+++ Rows +++

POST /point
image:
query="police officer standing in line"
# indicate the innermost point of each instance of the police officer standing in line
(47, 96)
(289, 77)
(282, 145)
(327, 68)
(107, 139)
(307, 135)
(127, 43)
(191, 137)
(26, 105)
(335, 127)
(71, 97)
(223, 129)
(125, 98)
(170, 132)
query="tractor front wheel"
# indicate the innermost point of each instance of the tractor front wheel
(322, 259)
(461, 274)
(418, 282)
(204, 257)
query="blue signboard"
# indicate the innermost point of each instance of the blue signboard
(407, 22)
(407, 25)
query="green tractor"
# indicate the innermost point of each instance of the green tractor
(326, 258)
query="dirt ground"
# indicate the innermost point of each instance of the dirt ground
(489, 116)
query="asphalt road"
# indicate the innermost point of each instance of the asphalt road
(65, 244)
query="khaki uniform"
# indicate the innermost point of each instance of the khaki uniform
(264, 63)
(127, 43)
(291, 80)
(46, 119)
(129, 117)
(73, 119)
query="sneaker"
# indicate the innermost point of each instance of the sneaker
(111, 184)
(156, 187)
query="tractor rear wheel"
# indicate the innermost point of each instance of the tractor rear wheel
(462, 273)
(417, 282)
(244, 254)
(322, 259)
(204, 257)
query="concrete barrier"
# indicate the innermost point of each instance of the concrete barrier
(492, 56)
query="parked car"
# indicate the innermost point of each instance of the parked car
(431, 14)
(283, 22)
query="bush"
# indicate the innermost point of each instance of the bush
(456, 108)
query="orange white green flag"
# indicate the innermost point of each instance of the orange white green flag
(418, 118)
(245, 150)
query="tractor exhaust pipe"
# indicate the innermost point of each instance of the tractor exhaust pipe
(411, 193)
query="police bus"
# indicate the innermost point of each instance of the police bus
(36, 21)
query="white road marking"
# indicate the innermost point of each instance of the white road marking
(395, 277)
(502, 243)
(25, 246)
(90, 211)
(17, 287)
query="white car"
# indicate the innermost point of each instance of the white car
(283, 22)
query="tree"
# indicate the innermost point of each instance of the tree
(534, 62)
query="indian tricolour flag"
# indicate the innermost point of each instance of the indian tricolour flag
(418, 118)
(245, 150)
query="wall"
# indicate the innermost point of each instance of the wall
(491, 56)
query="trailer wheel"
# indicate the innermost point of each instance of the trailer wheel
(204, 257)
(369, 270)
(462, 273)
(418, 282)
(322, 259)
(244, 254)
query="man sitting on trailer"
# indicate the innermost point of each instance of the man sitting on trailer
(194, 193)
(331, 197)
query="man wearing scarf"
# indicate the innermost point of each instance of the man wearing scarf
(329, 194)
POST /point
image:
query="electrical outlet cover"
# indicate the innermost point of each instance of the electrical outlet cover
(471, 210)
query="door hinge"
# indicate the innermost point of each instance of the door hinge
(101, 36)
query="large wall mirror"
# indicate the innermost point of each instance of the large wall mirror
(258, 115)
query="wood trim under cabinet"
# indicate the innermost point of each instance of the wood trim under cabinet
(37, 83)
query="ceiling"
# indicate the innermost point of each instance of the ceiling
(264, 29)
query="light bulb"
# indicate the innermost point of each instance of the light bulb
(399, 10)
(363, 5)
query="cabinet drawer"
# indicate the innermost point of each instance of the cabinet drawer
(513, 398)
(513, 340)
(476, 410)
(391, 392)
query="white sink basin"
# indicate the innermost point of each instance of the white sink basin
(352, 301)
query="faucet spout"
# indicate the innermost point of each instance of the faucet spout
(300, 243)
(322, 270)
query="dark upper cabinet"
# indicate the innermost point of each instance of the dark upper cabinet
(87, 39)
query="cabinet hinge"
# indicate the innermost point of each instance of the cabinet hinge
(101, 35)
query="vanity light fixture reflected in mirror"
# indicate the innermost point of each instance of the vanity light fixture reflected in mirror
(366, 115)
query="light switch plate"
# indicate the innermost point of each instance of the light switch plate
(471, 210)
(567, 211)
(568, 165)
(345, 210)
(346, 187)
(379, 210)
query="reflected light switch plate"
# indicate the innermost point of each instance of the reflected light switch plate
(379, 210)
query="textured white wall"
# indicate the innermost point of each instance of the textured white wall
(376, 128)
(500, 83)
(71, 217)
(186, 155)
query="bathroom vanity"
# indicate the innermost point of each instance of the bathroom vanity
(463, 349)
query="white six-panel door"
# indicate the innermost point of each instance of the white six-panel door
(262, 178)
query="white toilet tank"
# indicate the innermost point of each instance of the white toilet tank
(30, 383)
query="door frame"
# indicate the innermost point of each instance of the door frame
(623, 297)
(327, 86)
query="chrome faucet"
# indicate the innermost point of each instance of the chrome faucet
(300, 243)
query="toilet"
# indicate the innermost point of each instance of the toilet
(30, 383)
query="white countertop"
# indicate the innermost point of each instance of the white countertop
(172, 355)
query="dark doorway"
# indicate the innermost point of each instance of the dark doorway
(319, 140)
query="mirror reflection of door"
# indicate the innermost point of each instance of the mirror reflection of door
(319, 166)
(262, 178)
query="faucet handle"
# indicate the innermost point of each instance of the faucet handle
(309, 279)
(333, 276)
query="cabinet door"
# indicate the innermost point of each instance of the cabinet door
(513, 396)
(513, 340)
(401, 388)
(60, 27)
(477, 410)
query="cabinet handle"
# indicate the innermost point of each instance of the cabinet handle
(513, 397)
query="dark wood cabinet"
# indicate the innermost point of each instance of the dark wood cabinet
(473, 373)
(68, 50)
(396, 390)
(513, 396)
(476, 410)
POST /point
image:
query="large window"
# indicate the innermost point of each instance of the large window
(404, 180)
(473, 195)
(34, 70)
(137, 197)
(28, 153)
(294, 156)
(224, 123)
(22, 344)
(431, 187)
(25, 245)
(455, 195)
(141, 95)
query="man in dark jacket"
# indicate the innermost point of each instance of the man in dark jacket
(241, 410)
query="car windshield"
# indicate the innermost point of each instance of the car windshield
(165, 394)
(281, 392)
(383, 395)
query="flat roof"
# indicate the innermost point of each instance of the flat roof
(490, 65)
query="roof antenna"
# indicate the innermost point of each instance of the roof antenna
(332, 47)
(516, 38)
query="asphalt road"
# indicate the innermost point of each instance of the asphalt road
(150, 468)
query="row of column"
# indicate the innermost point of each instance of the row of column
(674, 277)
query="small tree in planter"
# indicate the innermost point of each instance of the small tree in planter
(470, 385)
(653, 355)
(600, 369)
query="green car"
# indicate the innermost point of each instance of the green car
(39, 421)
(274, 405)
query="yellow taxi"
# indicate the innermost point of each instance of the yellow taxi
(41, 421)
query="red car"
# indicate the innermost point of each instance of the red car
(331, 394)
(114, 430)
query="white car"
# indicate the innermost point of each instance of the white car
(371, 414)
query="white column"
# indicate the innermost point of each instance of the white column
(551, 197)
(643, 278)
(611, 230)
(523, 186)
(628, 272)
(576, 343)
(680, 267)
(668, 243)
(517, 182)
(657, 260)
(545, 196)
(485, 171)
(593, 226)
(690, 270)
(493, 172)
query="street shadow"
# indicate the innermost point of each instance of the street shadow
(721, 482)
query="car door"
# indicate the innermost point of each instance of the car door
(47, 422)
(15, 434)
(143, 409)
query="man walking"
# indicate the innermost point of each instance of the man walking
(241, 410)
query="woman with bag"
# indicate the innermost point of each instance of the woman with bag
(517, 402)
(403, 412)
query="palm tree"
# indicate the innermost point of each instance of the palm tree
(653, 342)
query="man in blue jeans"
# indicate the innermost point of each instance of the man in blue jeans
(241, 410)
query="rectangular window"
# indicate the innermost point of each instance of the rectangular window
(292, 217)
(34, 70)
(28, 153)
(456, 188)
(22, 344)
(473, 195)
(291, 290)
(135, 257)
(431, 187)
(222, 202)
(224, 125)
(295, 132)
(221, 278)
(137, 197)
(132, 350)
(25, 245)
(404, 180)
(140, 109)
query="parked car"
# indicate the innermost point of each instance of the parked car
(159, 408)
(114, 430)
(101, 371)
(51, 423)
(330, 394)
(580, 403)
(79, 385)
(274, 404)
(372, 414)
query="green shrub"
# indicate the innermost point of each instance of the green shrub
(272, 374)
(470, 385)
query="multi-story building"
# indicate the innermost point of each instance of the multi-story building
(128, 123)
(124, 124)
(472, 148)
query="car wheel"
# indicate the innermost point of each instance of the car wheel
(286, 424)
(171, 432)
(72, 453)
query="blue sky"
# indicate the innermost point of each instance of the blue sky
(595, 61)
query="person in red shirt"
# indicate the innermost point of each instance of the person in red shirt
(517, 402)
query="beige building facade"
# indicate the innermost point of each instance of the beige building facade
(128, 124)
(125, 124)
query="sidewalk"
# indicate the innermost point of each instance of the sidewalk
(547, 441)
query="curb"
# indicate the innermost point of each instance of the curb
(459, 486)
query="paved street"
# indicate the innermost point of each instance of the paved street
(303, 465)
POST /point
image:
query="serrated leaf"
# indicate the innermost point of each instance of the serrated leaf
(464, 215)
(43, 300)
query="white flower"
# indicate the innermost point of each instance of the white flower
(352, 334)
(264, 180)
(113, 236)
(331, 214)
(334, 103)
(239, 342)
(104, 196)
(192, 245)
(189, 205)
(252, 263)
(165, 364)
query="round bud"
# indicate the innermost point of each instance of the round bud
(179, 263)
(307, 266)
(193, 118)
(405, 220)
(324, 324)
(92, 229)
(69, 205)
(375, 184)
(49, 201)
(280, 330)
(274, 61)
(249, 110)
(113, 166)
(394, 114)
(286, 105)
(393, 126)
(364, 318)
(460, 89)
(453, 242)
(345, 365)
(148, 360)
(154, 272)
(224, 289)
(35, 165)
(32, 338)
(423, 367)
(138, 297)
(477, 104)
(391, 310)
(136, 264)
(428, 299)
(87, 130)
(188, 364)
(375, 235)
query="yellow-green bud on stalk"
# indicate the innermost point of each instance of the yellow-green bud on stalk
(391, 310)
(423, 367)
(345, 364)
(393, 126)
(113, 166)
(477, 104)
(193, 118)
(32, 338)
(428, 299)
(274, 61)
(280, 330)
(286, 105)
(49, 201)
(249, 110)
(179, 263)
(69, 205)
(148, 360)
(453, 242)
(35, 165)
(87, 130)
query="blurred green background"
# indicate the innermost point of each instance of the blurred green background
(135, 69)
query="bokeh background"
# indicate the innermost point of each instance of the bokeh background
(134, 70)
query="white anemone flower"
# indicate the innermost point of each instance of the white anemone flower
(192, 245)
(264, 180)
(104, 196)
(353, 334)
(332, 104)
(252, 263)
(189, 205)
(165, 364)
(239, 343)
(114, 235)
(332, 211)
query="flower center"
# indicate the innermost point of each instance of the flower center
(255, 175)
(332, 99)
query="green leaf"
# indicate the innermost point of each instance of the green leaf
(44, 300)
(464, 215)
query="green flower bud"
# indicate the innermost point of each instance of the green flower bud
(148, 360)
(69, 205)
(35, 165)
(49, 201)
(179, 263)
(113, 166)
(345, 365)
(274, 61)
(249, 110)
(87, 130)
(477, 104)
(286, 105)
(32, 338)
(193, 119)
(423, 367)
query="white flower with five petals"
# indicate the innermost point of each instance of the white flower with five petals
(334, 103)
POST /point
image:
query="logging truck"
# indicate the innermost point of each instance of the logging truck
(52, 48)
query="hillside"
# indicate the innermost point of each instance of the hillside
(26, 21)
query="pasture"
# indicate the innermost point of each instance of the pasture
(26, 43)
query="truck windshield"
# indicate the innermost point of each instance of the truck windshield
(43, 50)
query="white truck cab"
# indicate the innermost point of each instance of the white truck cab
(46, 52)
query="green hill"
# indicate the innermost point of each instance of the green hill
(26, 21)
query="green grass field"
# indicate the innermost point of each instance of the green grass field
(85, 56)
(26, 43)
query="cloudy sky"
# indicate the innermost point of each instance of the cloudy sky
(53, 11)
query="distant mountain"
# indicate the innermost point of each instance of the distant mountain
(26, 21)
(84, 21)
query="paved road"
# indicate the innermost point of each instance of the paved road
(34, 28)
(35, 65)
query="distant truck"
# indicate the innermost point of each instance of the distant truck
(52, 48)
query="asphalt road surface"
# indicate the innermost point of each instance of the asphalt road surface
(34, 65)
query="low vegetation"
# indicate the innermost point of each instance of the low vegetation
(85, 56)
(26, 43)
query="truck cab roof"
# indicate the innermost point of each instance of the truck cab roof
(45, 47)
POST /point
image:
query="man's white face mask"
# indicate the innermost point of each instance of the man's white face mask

+++

### Requirement
Find each line in the material above that contains the string "panel", and copy those lines out. Case counts.

### Solution to the problem
query="white six-panel door"
# indicate the innermost point of each instance of the white six-panel door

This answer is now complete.